Instructions to follow — Copy out the review of the film This Sweet Sickness below word for word, from start to finish.

Derek Winnert

This Sweet Sickness [Dites-lui que je l’aime] **** (1977, Gérard Depardieu, Miou-Miou, Claude Piéplu) – Classic Movie Review 188


Co-writer/director Claude Miller adapts a deliciously disturbing twisted romantic thriller from Talented Mr Ripley author Patricia Highsmith and comes up with another polished, classy, riveting film. A mesmerising study in obsession, sickness and despair, it’s a must-see for Highsmith fans and admirers of Miller.


A scarily young and handsome looking Gérard Depardieu stars as the dangerously disturbed young accountant David Martinaud, who has a secret obsession – with his childhood sweetheart Lise (Dominique Laffin). And he passes his weekends not looking after his sick parents like he tells folk he is – because actually they’re deceased – but converting a chalet home in the snowy wastes where he plans in his head to live with her.


Each Friday he sets off from town, pretending to do to the old people’s home where he says his parents live, to take care of them. But instead he works happily away on the chalet, where he intends to stay in bliss with the lovely Lise. Unfortunately she doesn’t really know about it and he’s stalking her. And, of course, he’s dipped into insanity. He’s one of Highsmith’s weird, crazy little monsters.

Entries supplied —
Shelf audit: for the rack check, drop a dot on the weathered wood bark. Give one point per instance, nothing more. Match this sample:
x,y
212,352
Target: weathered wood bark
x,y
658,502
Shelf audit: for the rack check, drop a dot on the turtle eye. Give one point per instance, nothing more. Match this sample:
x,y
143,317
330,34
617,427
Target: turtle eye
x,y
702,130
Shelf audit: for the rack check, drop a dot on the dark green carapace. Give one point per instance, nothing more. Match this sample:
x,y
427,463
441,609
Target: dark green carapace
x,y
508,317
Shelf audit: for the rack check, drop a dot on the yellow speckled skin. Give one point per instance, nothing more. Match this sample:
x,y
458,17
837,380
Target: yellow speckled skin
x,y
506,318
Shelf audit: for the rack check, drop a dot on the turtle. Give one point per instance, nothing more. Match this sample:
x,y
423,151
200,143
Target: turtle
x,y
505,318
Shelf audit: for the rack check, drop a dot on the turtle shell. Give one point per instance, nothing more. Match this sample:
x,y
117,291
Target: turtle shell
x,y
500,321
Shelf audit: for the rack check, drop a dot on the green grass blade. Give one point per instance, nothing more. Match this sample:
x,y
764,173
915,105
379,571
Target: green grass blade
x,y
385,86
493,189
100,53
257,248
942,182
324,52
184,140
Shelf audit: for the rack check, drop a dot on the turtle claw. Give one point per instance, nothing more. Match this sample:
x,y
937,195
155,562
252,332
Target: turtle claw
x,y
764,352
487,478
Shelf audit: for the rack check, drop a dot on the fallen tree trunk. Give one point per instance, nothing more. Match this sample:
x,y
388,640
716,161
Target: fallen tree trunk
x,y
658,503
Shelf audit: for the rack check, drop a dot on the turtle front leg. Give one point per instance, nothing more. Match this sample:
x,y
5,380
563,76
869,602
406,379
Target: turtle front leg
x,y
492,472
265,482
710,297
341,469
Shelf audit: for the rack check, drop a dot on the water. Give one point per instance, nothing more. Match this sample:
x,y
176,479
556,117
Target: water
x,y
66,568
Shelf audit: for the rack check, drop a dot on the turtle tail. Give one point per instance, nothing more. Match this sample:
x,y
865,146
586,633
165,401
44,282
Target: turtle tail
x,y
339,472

Result —
Derek Winnert

This Sweet Sickness [Dites-lui que je l’aime] **** (1977, Gérard Depardieu, Miou-Miou, Claude Piéplu) – Classic Movie Review 188


Co-writer/director Claude Miller adapts a deliciously disturbing twisted romantic thriller from Talented Mr Ripley author Patricia Highsmith and comes up with another polished, classy, riveting film. A mesmerising study in obsession, sickness and despair, it’s a must-see for Highsmith fans and admirers of Miller.


A scarily young and handsome looking Gérard Depardieu stars as the dangerously disturbed young accountant David Martinaud, who has a secret obsession – with his childhood sweetheart Lise (Dominique Laffin). And he passes his weekends not looking after his sick parents like he tells folk he is – because actually they’re deceased – but converting a chalet home in the snowy wastes where he plans in his head to live with her.


Each Friday he sets off from town, pretending to do to the old people’s home where he says his parents live, to take care of them. But instead he works happily away on the chalet, where he intends to stay in bliss with the lovely Lise. Unfortunately she doesn’t really know about it and he’s stalking her. And, of course, he’s dipped into insanity. He’s one of Highsmith’s weird, crazy little monsters.